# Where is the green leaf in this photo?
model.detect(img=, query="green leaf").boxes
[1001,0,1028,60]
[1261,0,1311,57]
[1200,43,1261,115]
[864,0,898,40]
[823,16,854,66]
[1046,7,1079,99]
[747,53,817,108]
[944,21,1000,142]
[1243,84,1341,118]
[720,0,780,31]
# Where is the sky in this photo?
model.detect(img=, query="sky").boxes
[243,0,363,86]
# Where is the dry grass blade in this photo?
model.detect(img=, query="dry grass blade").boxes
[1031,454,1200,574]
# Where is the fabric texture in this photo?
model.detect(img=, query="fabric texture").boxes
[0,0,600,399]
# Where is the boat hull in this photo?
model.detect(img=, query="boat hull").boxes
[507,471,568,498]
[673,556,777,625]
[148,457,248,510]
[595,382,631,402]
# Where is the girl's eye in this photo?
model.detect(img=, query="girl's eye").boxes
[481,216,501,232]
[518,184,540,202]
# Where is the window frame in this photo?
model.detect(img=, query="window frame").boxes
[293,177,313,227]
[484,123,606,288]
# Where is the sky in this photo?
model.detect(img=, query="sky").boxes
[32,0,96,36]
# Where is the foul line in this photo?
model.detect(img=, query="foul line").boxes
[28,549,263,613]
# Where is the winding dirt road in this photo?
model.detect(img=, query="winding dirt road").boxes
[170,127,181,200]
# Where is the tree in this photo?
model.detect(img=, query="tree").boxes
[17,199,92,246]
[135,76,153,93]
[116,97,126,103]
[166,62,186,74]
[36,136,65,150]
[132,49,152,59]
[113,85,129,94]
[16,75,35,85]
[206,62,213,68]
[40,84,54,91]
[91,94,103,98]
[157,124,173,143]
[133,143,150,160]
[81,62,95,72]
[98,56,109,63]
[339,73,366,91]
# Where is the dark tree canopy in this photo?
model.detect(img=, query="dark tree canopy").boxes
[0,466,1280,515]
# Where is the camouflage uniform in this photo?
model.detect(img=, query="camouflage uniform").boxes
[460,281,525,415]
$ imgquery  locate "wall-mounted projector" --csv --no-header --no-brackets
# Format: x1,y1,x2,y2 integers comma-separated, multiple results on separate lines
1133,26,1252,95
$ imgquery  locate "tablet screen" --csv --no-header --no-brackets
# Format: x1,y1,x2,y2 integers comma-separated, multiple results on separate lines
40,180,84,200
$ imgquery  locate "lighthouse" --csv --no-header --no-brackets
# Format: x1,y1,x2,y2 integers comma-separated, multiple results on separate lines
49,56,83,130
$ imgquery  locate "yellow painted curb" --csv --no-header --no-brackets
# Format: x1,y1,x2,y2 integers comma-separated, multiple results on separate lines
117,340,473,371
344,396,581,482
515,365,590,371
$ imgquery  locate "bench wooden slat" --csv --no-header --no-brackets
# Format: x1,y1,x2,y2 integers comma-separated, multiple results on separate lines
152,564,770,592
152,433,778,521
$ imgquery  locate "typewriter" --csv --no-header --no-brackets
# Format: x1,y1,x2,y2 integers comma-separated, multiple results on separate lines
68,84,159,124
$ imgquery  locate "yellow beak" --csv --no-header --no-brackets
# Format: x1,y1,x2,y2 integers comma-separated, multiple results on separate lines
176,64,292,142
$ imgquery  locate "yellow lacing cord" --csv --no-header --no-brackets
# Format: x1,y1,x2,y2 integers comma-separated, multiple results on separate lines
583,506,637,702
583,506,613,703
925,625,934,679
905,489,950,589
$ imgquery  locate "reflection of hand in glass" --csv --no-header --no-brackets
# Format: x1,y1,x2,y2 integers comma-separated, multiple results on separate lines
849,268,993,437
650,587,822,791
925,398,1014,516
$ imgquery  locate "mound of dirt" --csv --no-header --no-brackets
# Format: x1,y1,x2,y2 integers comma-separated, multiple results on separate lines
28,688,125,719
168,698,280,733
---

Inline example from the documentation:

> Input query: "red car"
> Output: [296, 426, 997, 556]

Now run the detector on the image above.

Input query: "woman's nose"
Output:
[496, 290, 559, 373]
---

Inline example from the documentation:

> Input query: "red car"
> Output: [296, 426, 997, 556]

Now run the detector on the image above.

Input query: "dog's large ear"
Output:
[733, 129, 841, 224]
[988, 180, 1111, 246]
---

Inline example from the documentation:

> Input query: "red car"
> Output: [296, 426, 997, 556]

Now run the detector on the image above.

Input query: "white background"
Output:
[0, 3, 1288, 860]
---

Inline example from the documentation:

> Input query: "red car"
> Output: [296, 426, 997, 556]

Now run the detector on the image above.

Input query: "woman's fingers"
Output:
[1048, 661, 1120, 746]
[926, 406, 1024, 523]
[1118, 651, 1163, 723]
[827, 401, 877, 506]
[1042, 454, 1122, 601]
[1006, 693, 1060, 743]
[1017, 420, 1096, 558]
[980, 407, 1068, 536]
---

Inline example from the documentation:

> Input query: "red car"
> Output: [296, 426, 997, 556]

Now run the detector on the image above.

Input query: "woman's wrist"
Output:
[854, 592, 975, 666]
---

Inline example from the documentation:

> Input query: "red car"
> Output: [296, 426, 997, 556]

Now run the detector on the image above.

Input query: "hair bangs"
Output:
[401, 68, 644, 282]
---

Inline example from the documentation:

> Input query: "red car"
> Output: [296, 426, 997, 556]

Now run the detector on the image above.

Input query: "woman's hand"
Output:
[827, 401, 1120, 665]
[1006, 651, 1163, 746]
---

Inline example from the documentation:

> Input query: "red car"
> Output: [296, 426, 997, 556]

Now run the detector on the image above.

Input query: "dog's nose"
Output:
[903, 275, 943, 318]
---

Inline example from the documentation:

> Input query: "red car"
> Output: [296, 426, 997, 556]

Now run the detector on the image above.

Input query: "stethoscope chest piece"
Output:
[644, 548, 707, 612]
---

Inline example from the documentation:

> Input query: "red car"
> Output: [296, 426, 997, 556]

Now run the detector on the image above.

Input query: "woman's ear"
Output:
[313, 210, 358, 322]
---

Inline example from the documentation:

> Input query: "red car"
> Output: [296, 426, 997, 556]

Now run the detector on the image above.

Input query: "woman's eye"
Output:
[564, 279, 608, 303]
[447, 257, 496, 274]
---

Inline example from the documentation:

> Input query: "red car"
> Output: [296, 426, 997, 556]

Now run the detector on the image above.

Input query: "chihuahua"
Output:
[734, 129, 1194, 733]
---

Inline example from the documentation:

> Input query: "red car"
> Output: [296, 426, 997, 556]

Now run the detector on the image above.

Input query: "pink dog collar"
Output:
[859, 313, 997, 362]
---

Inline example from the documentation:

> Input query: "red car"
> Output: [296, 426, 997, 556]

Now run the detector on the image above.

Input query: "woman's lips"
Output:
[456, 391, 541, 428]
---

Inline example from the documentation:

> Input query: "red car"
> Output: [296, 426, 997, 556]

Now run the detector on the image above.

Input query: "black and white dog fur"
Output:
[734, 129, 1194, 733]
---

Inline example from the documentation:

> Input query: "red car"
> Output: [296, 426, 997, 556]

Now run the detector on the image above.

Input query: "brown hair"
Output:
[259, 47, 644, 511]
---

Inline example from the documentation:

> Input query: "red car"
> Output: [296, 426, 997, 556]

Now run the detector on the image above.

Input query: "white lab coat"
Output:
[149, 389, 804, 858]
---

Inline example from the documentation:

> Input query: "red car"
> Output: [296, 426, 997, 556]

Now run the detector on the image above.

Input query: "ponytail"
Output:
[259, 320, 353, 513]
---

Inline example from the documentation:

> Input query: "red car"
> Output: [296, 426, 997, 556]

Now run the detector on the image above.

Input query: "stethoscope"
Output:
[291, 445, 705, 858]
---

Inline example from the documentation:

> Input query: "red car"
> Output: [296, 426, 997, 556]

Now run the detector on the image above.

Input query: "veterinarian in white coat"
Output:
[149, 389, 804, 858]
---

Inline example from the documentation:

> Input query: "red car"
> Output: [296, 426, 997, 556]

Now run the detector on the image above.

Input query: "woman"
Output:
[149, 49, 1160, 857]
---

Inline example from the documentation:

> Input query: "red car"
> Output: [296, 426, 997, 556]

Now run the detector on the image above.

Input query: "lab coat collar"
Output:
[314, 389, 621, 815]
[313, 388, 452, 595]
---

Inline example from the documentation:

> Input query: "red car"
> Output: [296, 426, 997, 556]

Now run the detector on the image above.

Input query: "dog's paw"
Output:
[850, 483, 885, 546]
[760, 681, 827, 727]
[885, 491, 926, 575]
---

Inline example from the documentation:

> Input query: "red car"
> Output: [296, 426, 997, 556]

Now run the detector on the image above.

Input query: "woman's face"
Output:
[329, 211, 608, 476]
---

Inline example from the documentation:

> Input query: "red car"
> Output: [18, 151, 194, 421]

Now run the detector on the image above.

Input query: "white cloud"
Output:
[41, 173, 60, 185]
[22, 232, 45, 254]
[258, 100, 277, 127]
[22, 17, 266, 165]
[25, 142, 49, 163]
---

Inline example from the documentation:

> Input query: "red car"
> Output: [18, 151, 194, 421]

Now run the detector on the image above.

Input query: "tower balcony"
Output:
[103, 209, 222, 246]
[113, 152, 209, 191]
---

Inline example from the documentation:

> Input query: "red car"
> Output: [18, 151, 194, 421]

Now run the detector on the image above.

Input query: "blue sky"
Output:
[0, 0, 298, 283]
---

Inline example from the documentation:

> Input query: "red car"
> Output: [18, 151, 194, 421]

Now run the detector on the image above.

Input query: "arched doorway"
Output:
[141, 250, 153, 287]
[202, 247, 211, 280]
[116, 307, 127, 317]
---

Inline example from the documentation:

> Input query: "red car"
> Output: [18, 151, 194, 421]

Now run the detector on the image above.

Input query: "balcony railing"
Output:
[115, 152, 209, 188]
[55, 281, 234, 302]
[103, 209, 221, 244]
_ _ _
TASK STATEMENT
Report every line of the listing that contains the string "frame", copying each line in full. Match case exactly.

EXERCISE ANSWER
# Where is the window frame in this photo?
model.detect(img=, query="window frame").boxes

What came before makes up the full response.